» EXCERPT
[Begin]
So it's possible that high-status people were being taken from Pembrokeshire - where the stones were originally mined - and buried at Stonehenge.

Which obviously raises the big question of what made a site in Wiltshire so attractive to the Welsh in the first place?


*2. Ammonites play role in serpent legends?*

An historical link between fossil ammonites and serpent legends gets discussion here: A Legend of Snakes and Stones | Hakai Magazine



> On a wind-battered Yorkshire, England, coastline writhing with snakes, St. Hilda of Whitby, a spirited royal from Northumbria, closed her eyes and channeled divine power. The prayer she uttered turned every snake—icons of evil in Christian mythology—into stone and decapitated them in the process. Their headless corpses littered the bluffs below the monastery that St. Hilda established in 657 CE in what is now the town of Whitby.
> 
> The myth is one of many worldwide based on ammonites—ancient cephalopods closely related to cuttlefish and nautilus that died out around 66 million years ago.



However, what I find especially interesting are other famous snake legends: Medusa and the gorgons, and the Python of Apollo, both involve serpents and decapitation. 

Is it possible that ammonites are also connected in some way to these major Greek stories?
[End]
» SUPPLIED INFORMATION
[Begin]
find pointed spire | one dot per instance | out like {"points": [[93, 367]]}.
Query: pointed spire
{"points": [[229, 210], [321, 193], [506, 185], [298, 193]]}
[End]
» TASK INSTRUCTIONS
Resume the excerpt about ammonites and serpent legends, writing on from its closing question about the Greek stories.

» RESPONSE BELOW
*3. Orkney mass burials followed Tsunami?*

Geological evidence already tells us that at least one major Tsunami hit Scotland around 8,000 years ago - Storegga Slide - Wikipedia

Now a new theory suggests that some burials in Orkney and Shetland at least might be of Tsunami victims: Mass Burials Found On Two Scottish Islands Could Be Explained By A Controversial New Theory



> They also point out certain commonalities between tsunami-related mass burials that seem to defy time and place – for example, the 2004 Indian Ocean tsunami and the 1896 Sanriku tsunami. These comparisons show that these mass burials can usually be found by the coast,  in shallow trenches or pits, and are carried out with little to no thought to religious and cultural sensitivities. Also, because the most common cause of death in a tsunami-type scenario is asphyxiation, there may be little to no physical sign of trauma on the skeletons.



I was recently looking at a display in Inverness Museum that mentioned the Storegga tsunami event, and the impact here - in which case, it may be possible that other mass graves may also be connected with it.


*4. Germany's oldest library found*

Archaeologists in Cologne believe they have found Germany's oldest library, dating to around 2AD: 'Oldest library in Germany' unearthed



> "At first we thought they were the remains of a space for public gatherings," Marcus Trier, director of the city's Romano-Germanic Museum said, but the walls had "unusual, cavernous structures".
> 
> After intensive research and comparison with ancient buildings such as the Ephesus in Turkey, the archaeologists were confident they had found the remains of what used to be a library.
> ...
> The building likely housed up to 20,000 scrolls, according to Dr Dirk Schmitz, a researcher on the expedition.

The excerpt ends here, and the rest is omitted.